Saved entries
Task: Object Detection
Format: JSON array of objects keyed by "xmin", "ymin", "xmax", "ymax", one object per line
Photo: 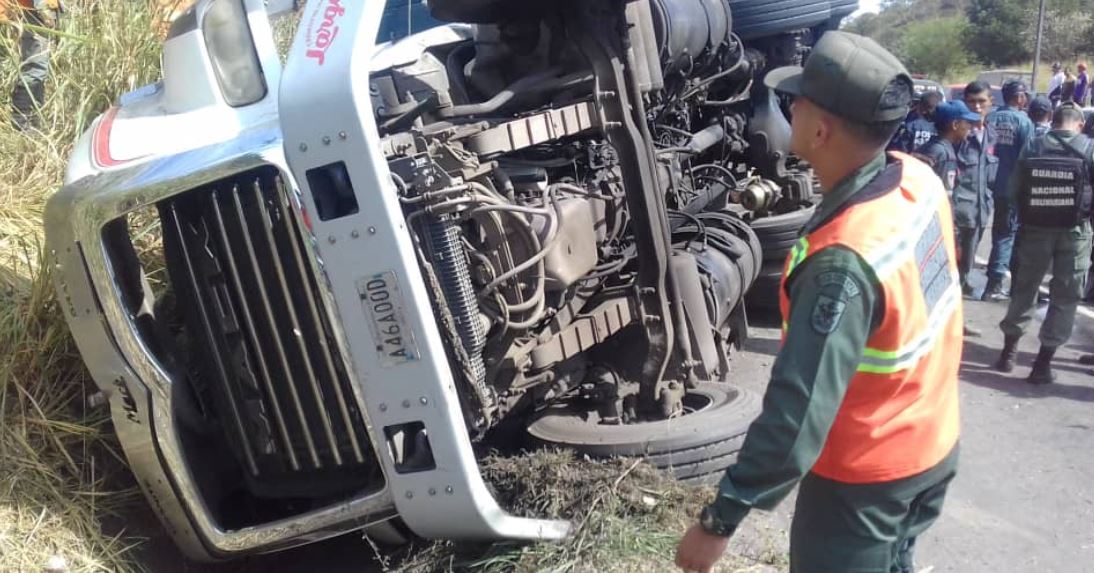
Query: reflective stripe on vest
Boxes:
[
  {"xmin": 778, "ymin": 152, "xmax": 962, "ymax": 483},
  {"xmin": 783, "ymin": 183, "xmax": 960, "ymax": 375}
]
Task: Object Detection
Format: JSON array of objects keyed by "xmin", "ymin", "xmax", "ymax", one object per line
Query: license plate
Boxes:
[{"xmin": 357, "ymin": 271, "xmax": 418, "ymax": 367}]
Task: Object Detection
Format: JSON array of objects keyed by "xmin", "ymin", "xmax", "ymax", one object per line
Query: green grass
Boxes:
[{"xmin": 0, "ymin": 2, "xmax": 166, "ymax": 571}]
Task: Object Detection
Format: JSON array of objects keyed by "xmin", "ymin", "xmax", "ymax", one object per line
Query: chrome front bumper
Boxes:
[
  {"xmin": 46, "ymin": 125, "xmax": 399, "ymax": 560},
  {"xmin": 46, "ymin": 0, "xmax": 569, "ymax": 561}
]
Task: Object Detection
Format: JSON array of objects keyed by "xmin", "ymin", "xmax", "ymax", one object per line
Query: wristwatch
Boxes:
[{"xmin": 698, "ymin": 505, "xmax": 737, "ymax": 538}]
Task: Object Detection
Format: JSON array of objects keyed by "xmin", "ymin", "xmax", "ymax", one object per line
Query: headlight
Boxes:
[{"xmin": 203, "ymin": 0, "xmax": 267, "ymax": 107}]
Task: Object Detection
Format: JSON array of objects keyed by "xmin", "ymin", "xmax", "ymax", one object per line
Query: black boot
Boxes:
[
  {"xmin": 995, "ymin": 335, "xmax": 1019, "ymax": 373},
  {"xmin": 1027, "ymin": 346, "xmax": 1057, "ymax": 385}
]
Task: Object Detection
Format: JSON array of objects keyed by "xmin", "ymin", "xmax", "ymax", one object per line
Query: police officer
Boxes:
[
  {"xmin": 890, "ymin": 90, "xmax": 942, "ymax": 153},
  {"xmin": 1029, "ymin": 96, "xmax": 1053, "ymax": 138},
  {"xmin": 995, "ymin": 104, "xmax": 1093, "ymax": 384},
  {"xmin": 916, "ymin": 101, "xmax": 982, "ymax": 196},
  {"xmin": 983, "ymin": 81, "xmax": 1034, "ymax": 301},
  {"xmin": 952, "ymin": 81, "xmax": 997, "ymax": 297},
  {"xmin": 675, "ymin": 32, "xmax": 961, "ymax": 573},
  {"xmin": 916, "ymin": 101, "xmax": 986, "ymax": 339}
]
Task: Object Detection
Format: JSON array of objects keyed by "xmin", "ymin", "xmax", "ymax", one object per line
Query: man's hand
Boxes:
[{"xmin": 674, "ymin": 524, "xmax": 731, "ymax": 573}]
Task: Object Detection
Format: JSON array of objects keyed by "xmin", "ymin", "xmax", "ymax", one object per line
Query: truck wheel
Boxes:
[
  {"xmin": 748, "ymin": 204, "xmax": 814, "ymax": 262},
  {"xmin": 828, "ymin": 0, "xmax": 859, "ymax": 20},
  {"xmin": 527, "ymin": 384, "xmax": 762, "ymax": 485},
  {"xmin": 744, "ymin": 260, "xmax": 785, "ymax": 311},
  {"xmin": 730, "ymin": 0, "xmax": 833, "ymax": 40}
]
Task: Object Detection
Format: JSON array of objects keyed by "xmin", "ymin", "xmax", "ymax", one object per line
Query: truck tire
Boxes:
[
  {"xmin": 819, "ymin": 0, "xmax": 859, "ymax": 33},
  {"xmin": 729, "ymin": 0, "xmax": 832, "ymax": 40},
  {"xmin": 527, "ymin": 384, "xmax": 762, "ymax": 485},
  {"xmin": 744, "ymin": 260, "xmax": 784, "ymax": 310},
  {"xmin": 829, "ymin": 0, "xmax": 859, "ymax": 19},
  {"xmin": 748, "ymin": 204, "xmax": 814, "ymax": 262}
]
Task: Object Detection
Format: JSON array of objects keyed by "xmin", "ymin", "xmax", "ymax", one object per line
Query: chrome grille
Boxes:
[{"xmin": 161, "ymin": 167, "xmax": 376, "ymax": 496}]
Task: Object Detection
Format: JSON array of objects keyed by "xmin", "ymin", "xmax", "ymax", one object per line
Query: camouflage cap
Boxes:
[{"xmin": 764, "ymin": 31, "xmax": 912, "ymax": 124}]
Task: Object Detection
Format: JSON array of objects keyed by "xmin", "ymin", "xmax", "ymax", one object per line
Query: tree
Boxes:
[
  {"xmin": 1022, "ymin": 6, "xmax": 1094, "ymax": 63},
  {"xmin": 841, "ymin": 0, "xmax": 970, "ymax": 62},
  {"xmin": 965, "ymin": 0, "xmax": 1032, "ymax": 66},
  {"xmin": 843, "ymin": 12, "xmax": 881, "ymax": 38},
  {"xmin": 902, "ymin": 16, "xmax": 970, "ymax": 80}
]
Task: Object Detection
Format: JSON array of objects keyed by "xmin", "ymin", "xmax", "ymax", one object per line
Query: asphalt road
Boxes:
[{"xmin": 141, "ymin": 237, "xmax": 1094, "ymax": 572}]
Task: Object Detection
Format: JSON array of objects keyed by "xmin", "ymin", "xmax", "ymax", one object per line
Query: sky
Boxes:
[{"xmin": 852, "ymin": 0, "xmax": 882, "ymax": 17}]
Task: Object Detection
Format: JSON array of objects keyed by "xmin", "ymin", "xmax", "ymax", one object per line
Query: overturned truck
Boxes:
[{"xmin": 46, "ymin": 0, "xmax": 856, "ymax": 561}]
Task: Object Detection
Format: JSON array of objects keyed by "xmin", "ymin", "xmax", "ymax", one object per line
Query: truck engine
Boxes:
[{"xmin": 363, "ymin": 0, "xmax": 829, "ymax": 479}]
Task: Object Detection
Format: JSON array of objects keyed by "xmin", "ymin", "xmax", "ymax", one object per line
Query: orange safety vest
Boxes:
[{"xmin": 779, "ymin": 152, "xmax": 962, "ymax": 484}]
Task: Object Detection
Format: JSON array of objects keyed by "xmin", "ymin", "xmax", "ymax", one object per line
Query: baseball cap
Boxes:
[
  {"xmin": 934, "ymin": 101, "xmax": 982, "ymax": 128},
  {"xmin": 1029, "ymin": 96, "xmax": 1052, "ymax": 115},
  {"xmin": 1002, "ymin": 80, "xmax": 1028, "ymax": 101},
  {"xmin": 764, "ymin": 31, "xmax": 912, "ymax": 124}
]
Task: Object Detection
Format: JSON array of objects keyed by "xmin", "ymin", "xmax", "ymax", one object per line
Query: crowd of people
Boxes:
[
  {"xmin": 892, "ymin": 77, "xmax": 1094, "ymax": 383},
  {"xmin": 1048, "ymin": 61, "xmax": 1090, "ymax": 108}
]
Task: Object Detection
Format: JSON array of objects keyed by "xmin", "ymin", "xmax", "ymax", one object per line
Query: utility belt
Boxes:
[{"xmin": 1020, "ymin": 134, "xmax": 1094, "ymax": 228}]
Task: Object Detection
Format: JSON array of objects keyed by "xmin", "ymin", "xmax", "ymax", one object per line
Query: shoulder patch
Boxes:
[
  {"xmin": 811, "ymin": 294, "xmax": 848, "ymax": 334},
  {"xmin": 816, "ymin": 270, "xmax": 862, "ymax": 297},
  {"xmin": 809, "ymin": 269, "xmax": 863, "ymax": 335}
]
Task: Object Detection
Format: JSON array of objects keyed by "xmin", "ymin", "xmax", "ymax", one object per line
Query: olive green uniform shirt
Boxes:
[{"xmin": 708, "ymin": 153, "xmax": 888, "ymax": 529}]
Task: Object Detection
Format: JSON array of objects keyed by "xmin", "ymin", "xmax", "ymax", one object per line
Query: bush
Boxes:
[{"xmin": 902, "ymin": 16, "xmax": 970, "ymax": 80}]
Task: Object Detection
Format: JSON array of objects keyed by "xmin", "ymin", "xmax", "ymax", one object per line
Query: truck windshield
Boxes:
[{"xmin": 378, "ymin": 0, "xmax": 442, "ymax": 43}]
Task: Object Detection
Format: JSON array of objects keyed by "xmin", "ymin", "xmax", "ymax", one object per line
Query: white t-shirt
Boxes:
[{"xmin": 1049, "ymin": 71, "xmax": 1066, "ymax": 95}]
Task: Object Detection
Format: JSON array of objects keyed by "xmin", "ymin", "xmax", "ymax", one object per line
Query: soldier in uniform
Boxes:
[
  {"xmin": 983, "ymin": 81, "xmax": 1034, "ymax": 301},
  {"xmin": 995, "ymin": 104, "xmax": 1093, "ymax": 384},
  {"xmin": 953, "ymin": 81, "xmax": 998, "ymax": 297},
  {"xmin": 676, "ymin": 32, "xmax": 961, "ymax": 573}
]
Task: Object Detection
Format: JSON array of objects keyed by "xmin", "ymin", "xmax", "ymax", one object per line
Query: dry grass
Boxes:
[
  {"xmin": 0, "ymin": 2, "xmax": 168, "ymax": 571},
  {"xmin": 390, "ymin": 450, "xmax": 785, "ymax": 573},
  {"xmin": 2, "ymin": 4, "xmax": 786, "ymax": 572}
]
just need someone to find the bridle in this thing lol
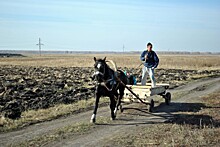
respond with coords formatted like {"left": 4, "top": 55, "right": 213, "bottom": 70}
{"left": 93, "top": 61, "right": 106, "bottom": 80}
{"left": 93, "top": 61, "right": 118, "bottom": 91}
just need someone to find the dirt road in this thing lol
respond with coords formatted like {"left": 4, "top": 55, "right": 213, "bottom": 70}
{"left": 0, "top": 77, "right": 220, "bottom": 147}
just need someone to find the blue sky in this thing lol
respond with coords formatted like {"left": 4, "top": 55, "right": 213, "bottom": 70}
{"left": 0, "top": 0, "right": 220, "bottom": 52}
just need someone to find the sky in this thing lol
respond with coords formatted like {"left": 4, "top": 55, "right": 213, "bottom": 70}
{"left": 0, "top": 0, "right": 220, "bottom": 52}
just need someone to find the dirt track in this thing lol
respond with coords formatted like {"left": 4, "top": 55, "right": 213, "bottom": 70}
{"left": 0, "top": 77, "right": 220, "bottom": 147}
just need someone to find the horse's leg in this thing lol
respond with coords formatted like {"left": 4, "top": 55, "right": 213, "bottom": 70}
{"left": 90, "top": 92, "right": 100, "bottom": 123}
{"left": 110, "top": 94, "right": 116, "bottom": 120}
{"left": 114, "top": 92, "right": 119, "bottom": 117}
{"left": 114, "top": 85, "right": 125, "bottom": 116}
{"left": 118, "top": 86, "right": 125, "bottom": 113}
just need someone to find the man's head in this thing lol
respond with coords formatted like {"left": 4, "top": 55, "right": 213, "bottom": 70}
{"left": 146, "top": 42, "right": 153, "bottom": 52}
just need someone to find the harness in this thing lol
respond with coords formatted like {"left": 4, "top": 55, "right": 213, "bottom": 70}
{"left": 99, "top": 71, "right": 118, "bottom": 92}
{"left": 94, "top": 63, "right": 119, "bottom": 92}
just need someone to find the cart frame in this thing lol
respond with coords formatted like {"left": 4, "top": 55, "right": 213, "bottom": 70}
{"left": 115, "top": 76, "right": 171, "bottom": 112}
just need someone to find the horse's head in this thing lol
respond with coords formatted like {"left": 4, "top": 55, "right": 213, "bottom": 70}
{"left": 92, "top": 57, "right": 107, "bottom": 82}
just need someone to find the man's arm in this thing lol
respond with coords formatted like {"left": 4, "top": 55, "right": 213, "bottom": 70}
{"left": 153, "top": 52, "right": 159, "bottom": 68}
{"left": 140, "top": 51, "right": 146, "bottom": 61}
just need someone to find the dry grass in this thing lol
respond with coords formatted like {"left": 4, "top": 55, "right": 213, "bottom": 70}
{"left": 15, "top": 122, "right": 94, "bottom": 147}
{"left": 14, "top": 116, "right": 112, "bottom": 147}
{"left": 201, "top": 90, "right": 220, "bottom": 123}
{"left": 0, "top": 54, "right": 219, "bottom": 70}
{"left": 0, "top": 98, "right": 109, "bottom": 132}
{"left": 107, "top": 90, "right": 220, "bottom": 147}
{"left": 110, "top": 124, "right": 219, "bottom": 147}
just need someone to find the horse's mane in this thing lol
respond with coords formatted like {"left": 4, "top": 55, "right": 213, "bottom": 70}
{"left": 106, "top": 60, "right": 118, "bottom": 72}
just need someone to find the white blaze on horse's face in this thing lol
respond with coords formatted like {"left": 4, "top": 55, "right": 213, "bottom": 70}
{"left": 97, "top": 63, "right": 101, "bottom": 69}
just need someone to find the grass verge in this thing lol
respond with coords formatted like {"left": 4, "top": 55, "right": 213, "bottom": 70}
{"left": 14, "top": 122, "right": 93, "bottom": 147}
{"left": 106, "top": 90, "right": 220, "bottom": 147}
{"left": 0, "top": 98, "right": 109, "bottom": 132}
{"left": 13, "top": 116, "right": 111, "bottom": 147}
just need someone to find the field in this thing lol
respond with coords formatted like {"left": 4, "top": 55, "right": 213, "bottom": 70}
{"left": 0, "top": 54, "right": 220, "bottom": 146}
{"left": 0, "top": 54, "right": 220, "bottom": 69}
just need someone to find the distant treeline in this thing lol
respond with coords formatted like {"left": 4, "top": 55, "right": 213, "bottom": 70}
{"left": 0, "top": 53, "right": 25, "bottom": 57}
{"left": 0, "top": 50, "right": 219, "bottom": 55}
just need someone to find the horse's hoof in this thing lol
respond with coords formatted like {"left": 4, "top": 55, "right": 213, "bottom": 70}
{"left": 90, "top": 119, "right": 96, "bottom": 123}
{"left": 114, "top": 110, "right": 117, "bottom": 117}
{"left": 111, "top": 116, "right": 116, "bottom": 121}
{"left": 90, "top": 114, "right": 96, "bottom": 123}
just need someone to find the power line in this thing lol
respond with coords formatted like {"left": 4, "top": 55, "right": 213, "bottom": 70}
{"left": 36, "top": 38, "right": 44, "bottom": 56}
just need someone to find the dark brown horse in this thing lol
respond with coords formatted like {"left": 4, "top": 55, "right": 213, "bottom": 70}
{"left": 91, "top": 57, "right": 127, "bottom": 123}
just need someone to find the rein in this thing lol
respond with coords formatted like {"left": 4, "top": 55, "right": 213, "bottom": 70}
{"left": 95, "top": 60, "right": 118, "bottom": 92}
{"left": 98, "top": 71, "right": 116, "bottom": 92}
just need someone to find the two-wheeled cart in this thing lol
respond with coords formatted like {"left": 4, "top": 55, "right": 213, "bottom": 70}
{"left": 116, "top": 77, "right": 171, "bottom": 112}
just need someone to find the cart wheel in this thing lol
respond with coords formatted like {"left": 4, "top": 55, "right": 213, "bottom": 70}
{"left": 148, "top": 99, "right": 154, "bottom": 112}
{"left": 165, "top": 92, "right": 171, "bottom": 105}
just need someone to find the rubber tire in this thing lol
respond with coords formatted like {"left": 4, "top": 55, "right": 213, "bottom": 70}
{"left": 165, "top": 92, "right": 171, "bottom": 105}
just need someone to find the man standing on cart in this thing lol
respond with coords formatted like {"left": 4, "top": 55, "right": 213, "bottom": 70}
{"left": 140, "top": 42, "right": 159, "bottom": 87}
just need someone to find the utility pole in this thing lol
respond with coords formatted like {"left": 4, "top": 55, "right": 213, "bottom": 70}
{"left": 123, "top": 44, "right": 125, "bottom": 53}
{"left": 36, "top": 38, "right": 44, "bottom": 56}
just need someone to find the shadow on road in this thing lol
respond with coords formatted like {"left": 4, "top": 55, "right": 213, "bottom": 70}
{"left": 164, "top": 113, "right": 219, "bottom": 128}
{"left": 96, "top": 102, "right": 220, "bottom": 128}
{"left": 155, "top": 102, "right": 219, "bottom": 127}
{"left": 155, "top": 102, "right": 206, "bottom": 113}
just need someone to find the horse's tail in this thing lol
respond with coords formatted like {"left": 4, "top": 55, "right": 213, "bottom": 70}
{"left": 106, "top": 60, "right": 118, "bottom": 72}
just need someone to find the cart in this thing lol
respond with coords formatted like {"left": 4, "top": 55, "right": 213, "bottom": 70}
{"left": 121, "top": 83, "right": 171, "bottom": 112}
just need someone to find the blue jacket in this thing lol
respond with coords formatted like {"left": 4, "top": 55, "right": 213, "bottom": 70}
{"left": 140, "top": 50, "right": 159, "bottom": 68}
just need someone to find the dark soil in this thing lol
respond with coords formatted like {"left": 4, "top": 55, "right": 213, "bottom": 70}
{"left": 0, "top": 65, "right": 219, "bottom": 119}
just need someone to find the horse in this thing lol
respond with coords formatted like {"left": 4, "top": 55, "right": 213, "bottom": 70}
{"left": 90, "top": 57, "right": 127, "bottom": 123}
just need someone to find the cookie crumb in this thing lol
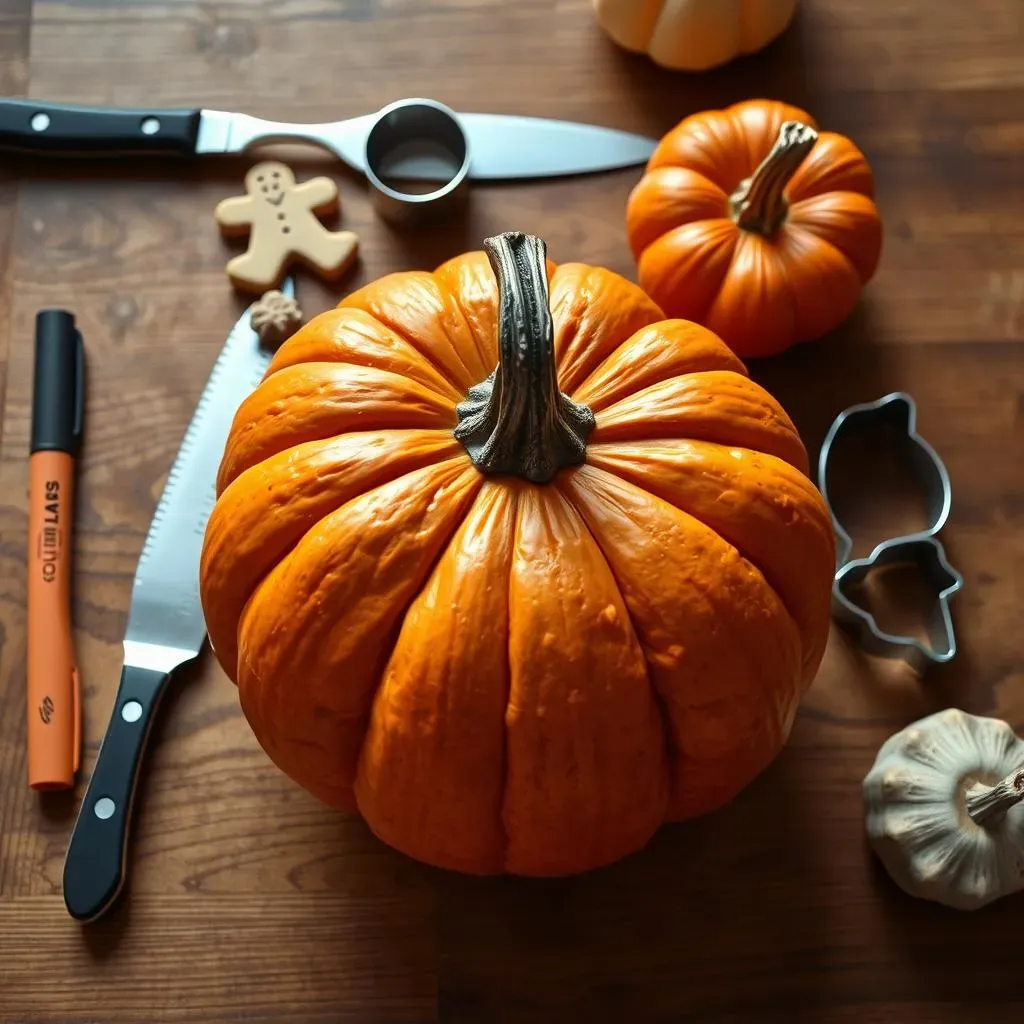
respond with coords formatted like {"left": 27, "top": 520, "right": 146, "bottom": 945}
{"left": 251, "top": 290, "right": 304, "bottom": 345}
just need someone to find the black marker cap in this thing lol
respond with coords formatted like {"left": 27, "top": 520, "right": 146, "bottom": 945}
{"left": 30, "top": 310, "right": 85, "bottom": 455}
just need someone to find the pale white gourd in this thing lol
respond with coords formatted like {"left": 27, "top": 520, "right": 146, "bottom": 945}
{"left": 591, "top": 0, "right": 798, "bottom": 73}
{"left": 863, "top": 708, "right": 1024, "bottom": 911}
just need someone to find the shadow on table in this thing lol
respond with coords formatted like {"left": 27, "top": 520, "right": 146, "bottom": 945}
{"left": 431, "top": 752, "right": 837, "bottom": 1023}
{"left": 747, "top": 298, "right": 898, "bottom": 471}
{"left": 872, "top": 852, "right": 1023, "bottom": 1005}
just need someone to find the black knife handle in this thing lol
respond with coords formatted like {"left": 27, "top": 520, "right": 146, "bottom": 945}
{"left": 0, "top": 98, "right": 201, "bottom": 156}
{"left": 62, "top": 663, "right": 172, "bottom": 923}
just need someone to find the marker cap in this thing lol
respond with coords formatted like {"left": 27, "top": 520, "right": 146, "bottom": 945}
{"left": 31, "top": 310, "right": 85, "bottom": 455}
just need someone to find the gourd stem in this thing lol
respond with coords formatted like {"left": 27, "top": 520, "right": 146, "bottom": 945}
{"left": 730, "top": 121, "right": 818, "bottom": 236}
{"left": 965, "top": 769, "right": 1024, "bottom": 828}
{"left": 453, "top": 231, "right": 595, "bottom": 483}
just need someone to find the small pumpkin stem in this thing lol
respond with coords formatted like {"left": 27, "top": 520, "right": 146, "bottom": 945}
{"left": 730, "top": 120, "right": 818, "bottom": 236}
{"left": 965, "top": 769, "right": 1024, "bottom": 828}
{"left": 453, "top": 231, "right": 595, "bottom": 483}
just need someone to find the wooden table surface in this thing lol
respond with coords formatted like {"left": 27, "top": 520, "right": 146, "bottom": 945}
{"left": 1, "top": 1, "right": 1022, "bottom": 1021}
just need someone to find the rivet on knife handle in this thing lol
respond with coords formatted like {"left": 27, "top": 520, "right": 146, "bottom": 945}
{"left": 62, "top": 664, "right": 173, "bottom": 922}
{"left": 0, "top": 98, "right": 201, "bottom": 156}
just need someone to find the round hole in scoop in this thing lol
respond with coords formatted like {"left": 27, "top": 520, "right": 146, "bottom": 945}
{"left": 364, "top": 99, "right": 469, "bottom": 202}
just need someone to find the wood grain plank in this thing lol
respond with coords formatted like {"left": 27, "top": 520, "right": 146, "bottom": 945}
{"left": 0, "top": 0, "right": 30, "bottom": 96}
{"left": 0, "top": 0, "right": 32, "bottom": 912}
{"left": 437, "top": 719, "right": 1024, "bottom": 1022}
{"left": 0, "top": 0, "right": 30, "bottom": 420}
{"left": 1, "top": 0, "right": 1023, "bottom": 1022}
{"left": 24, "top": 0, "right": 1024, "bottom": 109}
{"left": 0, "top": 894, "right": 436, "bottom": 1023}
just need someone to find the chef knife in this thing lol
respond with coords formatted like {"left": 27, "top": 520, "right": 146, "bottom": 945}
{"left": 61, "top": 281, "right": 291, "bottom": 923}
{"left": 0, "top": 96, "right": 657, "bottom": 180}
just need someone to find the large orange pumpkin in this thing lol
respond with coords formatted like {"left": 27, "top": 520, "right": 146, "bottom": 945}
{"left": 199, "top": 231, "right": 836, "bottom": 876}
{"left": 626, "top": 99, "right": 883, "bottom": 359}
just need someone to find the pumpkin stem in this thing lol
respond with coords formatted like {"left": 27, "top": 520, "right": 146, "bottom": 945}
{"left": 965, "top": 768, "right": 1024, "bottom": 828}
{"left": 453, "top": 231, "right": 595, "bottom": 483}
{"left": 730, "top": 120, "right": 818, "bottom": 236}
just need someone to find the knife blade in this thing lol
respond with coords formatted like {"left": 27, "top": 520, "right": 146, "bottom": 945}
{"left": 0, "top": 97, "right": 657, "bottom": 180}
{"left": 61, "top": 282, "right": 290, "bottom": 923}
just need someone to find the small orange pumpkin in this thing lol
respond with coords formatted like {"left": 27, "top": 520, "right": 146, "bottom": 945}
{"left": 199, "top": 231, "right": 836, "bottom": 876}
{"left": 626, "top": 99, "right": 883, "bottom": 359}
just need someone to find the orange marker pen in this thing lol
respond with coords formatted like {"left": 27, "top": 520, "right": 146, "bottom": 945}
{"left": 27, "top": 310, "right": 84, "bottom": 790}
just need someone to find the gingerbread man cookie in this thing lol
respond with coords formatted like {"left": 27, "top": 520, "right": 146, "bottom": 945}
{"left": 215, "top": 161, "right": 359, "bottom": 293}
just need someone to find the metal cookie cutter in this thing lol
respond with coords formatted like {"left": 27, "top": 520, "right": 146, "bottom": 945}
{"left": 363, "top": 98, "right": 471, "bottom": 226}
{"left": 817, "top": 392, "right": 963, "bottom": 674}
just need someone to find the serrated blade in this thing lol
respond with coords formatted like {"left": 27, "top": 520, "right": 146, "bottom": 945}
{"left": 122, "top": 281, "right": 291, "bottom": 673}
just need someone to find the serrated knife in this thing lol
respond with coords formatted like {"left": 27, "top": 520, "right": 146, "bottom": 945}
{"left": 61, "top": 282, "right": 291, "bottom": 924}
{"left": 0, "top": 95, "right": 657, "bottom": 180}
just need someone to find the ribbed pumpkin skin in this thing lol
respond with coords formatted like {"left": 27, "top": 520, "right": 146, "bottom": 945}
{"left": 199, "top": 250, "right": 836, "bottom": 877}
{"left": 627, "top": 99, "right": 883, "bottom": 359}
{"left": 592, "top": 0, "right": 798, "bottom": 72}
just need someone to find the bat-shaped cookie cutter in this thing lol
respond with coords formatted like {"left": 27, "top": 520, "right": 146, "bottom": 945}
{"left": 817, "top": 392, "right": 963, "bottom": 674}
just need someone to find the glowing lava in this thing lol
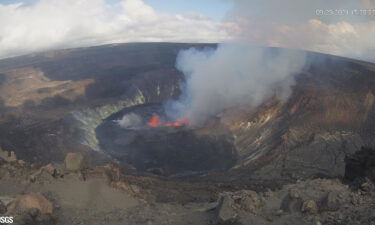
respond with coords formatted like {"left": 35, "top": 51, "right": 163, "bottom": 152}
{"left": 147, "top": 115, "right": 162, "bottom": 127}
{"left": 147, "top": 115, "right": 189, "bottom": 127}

**What is being asked**
Search the records above for "horse". Copy each line where it is found.

**Answer area**
just need someone to find the horse's leg in this thing lol
just need someone to find the horse's head in this thing lol
just need someone to find the horse's mane in this thing lol
just need someone to find the white blaze on horse's face in this thing lol
just need someone to find the horse's hoof in this thing lol
just need someone to find the dark brown horse in this thing lol
just need someone to find the horse's tail in this thing lol
just need someone to find the horse in this thing lol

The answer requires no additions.